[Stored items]
=== Section Start ===

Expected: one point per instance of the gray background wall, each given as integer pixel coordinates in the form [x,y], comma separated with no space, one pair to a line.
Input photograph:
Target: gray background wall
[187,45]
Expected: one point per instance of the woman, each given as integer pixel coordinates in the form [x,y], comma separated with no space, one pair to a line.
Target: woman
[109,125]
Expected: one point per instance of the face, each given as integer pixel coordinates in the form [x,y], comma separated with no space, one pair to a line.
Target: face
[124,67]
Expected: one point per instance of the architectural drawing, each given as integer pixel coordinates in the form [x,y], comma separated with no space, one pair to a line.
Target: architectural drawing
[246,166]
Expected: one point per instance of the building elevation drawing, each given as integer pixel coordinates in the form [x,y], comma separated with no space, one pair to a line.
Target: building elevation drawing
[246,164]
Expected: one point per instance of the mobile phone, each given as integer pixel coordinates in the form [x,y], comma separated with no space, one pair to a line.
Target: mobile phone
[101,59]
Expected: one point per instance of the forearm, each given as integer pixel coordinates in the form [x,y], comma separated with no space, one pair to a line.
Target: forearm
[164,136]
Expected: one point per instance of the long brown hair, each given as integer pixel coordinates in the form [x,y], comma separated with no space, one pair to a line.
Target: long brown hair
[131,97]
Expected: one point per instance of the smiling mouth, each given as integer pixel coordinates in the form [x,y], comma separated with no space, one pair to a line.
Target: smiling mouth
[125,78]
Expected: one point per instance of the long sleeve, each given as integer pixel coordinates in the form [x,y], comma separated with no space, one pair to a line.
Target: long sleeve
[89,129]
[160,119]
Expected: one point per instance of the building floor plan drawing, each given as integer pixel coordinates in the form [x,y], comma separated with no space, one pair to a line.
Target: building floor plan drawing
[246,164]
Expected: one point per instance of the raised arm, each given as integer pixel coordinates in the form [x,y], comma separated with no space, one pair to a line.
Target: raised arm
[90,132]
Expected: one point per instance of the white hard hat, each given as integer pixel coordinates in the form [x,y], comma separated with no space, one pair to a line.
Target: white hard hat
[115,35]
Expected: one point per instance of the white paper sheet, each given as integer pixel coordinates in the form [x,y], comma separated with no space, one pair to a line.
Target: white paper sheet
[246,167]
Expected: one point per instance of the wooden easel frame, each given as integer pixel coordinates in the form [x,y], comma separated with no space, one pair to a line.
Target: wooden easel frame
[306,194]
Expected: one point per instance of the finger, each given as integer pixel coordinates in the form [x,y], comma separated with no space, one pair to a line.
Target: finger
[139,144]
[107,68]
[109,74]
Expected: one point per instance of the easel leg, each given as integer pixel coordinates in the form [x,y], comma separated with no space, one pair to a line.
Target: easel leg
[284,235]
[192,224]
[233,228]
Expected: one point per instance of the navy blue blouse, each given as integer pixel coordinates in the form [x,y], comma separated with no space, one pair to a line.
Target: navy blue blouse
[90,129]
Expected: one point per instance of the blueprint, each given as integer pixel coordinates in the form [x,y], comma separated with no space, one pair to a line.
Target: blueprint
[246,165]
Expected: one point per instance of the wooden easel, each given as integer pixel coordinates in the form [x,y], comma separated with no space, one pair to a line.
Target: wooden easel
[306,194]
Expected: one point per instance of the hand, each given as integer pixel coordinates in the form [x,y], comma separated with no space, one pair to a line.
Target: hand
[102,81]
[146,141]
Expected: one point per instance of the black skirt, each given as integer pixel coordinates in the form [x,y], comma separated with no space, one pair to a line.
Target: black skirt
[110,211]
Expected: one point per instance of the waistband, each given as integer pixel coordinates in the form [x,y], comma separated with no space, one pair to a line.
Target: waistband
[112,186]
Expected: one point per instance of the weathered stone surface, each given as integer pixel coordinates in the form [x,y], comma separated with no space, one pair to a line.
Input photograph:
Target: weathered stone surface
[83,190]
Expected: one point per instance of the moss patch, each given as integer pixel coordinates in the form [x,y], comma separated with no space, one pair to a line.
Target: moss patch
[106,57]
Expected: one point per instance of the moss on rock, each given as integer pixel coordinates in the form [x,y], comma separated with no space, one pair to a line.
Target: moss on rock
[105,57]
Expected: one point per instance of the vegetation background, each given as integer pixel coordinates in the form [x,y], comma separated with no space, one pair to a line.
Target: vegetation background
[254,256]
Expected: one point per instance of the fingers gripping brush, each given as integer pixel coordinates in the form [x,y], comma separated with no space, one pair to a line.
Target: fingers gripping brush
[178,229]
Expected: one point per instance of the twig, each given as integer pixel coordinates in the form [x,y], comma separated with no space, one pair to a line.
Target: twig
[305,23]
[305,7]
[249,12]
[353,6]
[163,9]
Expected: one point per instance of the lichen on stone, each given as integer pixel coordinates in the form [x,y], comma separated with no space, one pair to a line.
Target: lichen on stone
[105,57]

=== Section End ===

- Work instructions: Write out every record, exactly as written.

- Task result:
Expected: one point per instance of the gray background wall, each given as integer pixel coordinates in the form [x,y], comma separated with no space, one pair to a line.
Input photograph:
Target: gray background wall
[187,45]
Expected: one point per instance of the woman, each given as integer pixel coordinates in the form [x,y], comma separated with no space, one pair to a line.
Target: woman
[109,125]
Expected: one point per instance of the face, each given as integer pixel coordinates in the form [x,y], comma separated with no space, one pair to a line.
Target: face
[124,67]
Expected: one point per instance of the architectural drawing, each given as integer pixel coordinates in the form [x,y], comma separated with no space, one pair to a line.
Target: architectural drawing
[246,166]
Expected: one point per instance of the building elevation drawing, each given as integer pixel coordinates in the form [x,y], comma separated with no space, one pair to a line.
Target: building elevation drawing
[246,164]
Expected: one point per instance of the mobile phone, each given as integer pixel coordinates in the form [x,y], comma separated with no space, one pair to a line.
Target: mobile phone
[101,59]
Expected: one point per instance of the forearm, each given as integer pixel coordinates in the form [x,y], comma separated with no space, one pair to a line.
Target: forearm
[164,136]
Expected: one point per instance of the long brown hair, each given as integer pixel coordinates in the form [x,y], comma separated with no space, one pair to a line.
Target: long brown hair
[131,97]
Expected: one point per instance of the smiling mouth, each given as integer pixel coordinates in the form [x,y], comma separated with no space, one pair to a line.
Target: smiling mouth
[125,78]
Expected: one point per instance of the long sleeve, each given as integer pixel coordinates in the form [x,y], comma separated with no space, one pair to a line.
Target: long sleeve
[89,129]
[160,119]
Expected: one point per instance of the building floor plan drawing, each given as integer pixel coordinates in the form [x,y], comma separated with no space, one pair to a line.
Target: building floor plan drawing
[246,164]
Expected: one point per instance of the raised arm, each given as integer pixel coordinates in the form [x,y], comma separated with no space, one pair to a line.
Target: raised arm
[90,132]
Expected: one point per instance of the white hard hat, each given as integer pixel coordinates in the form [x,y], comma separated with no space, one pair to a line.
Target: white hard hat
[115,35]
Expected: one point per instance of the white paper sheet, each given as integer pixel coordinates in the form [x,y], comma separated with no space, one pair to a line.
Target: white paper sheet
[246,167]
Expected: one point per instance of the wooden easel frame, each given as integer pixel coordinates in the form [x,y], comma separated with no space, one pair to a line.
Target: wooden easel frame
[306,194]
Expected: one point per instance of the finger, each given as integer pixel coordinates in the form [x,y], comma separated with no space, one pair to a line.
Target: finger
[139,144]
[107,68]
[109,74]
Expected: one point per instance of the easel leg, each given as integer pixel coordinates in the form [x,y], comma separated with no space, one pair to a line.
Target: easel leg
[284,235]
[192,224]
[233,228]
Expected: one point per instance of the navy blue blouse, each given as integer pixel coordinates in the form [x,y], comma separated with no space, one pair to a line.
Target: navy blue blouse
[90,129]
Expected: one point per instance of the blueprint, each given as integer pixel coordinates in the form [x,y], comma separated with no space, one pair to a line.
Target: blueprint
[246,165]
Expected: one point per instance of the wooden easel, each given as integer pixel coordinates in the form [x,y], comma separated with no space, one pair to a line.
Target: wooden easel
[306,194]
Expected: one point per instance of the hand, each given as integer pixel coordinates in the form [x,y], comma separated with no space, one pair to a line.
Target: hand
[102,81]
[146,141]
Expected: one point per instance of the black skirt, each given as integer pixel coordinates in the form [x,y], comma separated with no space, one pair to a line.
Target: black skirt
[110,211]
Expected: one point per instance of the waistband, each given as integer pixel coordinates in the form [x,y], comma separated with no space, one pair to a line.
Target: waistband
[112,186]
Expected: one point per instance of the weathered stone surface, each given as integer pixel coordinates in the form [x,y], comma separated with no space, one pair to a line.
Input photograph:
Target: weathered stone surface
[83,190]
Expected: one point per instance of the moss patch, each given as integer pixel coordinates in the form [x,y], comma separated with no space, one pair to a line.
Target: moss patch
[106,57]
Expected: one point per instance of the moss on rock, each given as integer pixel coordinates in the form [x,y], comma separated with no space, one pair to a line.
Target: moss on rock
[105,57]
Expected: one point per instance of the vegetation background, each given as integer pixel coordinates in the form [x,y], comma separated with no space, one pair to a line.
Target: vegetation background
[254,256]
Expected: one point per instance of the fingers gripping brush, each given as integer pixel coordinates in the form [x,y], comma separated with no space, one pair to a line.
Target: fingers gripping brush
[178,229]
Expected: one point per instance of the twig, each given as integer pixel coordinates in the form [x,y], comma separated with no space, one pair to a line.
Target: twig
[305,23]
[305,7]
[249,12]
[353,6]
[163,9]
Expected: one point per instance of the lichen on stone, each given as integer pixel coordinates in the form [x,y], comma separated with no space, one pair to a line.
Target: lichen on stone
[105,57]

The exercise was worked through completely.